▶ **Exercise**
Count the lines in the data below that contain the string "running", with case counting. Give only the number.

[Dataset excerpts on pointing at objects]
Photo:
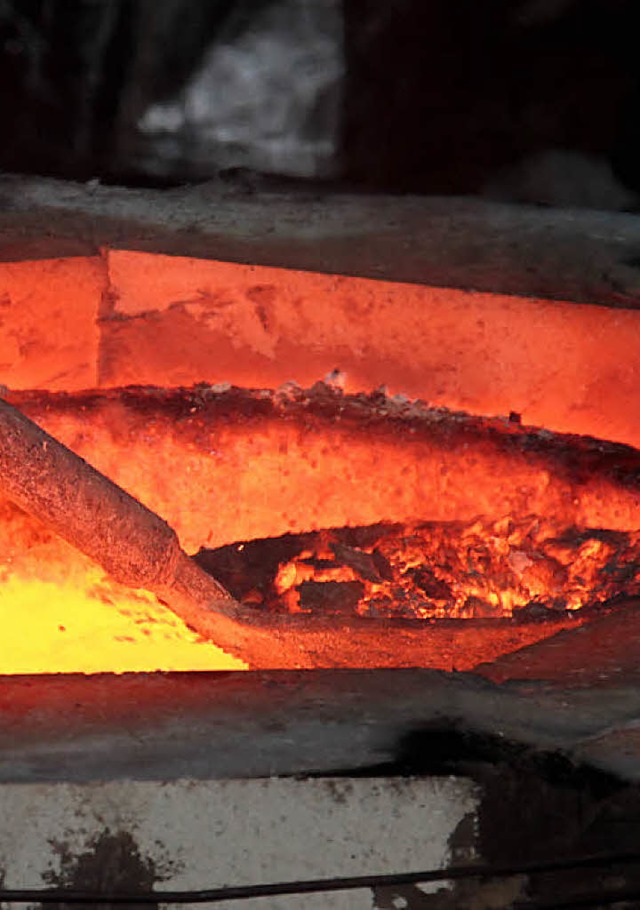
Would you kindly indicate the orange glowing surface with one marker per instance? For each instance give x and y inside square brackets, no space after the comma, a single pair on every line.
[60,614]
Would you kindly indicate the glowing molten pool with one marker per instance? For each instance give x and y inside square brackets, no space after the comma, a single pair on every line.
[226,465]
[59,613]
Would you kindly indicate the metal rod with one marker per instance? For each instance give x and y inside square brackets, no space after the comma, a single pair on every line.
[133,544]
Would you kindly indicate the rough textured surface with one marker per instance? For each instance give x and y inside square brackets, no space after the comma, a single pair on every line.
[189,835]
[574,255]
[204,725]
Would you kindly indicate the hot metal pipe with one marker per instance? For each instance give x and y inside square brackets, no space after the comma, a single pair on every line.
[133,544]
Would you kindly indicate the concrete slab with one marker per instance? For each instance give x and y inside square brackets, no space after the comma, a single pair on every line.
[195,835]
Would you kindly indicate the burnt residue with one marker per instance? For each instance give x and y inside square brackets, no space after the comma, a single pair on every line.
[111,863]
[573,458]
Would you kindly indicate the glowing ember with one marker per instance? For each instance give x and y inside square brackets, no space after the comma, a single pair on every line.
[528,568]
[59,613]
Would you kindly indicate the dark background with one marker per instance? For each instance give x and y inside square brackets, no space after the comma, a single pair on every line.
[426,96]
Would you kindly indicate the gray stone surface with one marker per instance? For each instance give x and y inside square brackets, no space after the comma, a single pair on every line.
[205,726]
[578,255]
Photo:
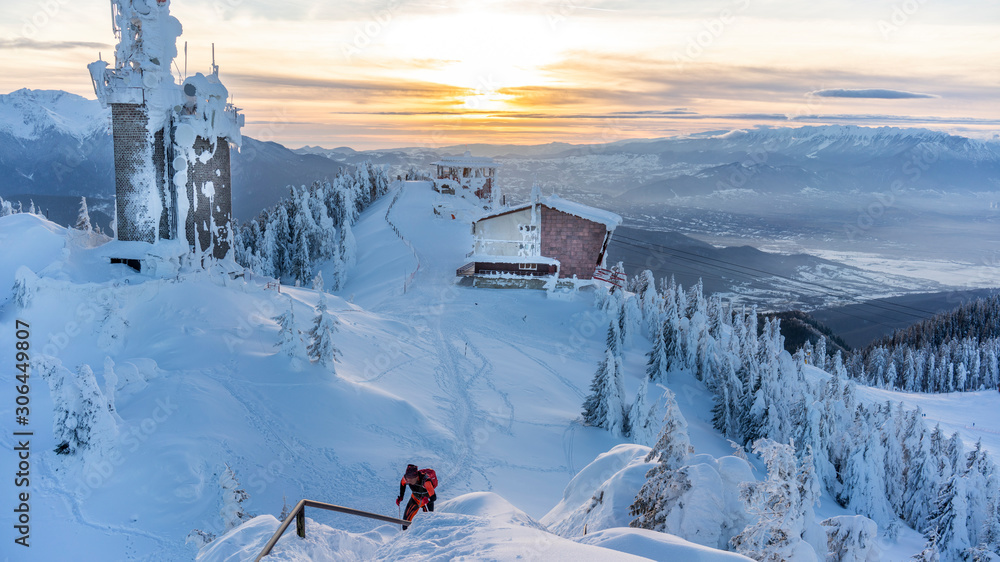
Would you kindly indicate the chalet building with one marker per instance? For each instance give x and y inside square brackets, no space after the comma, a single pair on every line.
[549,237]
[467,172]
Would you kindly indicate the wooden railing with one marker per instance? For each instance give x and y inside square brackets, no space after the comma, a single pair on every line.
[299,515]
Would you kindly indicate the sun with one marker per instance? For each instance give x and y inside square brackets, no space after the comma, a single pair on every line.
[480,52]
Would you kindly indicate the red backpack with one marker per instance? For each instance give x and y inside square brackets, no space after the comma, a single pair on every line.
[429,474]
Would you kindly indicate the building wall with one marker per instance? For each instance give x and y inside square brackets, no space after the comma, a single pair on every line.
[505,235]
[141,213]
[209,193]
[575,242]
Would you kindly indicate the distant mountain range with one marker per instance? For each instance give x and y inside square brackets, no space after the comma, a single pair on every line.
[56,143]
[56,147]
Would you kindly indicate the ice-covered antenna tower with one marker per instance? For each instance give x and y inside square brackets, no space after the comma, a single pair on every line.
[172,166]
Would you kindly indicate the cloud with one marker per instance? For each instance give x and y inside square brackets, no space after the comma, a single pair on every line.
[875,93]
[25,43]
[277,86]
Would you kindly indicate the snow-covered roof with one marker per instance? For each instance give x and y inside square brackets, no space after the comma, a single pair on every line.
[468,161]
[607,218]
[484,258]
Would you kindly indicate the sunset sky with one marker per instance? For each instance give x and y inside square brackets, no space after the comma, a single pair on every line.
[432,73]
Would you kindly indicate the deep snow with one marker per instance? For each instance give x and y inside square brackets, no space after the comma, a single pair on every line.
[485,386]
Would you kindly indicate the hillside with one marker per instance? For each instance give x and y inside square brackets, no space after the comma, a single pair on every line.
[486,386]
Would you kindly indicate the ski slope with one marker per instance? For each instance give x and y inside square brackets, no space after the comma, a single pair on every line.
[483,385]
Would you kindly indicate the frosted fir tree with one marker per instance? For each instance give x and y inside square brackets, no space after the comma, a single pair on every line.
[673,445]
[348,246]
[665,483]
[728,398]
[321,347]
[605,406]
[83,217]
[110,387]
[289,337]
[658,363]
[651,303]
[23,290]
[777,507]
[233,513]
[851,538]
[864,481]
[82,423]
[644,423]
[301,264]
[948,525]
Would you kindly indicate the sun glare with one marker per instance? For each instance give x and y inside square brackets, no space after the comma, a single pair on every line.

==

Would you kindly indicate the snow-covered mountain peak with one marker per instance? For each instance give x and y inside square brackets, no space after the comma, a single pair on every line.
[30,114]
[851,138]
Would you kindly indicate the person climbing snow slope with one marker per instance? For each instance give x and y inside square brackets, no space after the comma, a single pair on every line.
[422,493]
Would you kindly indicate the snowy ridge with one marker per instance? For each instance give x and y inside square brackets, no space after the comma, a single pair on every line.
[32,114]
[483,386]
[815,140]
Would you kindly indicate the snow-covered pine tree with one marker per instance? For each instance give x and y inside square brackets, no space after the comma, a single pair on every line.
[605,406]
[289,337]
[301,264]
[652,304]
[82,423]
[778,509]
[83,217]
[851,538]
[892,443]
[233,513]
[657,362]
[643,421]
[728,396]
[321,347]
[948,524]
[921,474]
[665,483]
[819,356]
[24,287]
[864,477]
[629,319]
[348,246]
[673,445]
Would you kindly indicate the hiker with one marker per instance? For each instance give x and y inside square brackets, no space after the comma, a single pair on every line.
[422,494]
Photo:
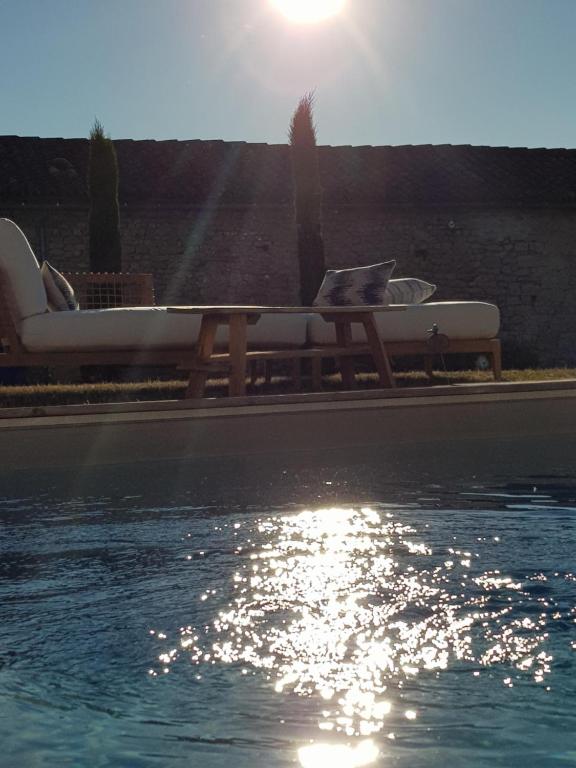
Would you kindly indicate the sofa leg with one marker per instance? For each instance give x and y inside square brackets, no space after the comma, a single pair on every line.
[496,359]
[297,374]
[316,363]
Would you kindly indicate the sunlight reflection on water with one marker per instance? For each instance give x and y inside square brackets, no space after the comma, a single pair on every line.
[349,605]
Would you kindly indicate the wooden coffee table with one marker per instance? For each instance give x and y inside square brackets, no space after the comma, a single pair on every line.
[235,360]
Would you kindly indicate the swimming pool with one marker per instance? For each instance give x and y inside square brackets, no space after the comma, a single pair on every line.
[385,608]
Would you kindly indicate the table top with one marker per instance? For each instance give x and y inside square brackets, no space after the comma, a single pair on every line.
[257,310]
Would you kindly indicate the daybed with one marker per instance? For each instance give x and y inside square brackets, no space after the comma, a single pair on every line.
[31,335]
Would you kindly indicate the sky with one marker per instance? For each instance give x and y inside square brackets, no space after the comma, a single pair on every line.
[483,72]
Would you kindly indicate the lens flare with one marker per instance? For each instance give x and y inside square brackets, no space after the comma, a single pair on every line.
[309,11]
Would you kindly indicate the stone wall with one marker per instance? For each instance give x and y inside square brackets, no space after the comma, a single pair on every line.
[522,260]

...

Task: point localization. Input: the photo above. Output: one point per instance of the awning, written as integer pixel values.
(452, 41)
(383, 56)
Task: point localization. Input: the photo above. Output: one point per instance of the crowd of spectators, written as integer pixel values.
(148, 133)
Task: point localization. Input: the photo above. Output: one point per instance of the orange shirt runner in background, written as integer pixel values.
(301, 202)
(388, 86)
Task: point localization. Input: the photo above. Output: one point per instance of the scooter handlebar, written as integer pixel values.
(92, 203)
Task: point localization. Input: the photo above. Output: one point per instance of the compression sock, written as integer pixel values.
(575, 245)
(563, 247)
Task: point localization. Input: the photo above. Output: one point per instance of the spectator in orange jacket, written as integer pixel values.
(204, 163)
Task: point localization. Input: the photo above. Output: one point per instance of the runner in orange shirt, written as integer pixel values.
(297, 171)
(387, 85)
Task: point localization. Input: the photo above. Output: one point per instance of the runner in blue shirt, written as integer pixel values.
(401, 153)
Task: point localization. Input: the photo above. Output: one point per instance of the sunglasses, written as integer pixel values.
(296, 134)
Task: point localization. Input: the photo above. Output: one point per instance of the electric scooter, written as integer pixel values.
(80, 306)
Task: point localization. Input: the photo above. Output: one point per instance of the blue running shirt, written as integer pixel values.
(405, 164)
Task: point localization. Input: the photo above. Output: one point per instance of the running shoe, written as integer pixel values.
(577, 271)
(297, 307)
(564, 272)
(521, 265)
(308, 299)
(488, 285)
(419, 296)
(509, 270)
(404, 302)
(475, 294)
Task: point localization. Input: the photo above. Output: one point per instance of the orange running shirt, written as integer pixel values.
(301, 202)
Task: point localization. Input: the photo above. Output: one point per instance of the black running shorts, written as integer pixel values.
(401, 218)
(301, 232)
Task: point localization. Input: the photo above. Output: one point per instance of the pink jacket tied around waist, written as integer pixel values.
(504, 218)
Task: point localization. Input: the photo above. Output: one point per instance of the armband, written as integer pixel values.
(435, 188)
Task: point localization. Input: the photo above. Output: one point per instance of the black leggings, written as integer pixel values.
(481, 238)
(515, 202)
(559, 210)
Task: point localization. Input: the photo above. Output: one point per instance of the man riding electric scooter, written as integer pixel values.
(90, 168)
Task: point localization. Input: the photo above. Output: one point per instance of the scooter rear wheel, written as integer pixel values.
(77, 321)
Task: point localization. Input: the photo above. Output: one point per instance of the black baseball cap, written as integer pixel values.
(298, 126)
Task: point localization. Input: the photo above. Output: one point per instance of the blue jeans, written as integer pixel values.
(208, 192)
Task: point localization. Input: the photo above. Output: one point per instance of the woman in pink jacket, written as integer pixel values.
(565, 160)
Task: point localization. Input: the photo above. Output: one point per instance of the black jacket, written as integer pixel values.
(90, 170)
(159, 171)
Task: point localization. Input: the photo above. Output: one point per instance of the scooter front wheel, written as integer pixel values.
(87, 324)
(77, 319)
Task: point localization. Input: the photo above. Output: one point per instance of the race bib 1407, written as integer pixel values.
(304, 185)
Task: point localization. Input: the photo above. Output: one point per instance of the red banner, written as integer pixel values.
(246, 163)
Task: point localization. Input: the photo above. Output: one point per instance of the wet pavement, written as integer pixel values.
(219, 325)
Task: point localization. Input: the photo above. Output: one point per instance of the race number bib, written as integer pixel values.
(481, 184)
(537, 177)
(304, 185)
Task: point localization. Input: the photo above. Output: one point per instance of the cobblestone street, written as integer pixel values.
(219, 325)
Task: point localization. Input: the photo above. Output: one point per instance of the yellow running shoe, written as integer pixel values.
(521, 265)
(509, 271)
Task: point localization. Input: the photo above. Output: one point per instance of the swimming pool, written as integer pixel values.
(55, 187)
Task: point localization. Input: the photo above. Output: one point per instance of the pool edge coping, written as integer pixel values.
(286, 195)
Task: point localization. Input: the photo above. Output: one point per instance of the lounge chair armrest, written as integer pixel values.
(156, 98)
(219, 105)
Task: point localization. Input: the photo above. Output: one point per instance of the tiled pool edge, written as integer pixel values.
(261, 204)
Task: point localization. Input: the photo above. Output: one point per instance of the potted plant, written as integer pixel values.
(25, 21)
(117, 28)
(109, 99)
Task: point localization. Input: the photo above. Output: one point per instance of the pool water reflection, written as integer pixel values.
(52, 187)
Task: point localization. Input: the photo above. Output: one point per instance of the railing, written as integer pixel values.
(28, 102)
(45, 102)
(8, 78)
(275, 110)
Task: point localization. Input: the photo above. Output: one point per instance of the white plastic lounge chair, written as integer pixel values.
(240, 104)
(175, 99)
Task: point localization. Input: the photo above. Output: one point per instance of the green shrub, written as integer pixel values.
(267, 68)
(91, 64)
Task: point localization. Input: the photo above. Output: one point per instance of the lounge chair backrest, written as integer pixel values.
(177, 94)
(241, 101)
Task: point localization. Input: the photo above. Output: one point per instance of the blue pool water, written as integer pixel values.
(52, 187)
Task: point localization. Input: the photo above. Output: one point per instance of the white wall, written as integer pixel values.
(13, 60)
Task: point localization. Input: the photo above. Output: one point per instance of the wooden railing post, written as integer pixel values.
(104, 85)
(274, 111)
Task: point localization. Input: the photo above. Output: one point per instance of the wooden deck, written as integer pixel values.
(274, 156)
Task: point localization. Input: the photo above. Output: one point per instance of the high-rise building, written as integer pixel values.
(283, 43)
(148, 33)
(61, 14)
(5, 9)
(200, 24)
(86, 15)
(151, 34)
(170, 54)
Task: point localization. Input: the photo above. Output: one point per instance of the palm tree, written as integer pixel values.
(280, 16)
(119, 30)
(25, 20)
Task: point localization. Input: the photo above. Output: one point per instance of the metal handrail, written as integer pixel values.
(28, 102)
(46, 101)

▶ **Task response**
5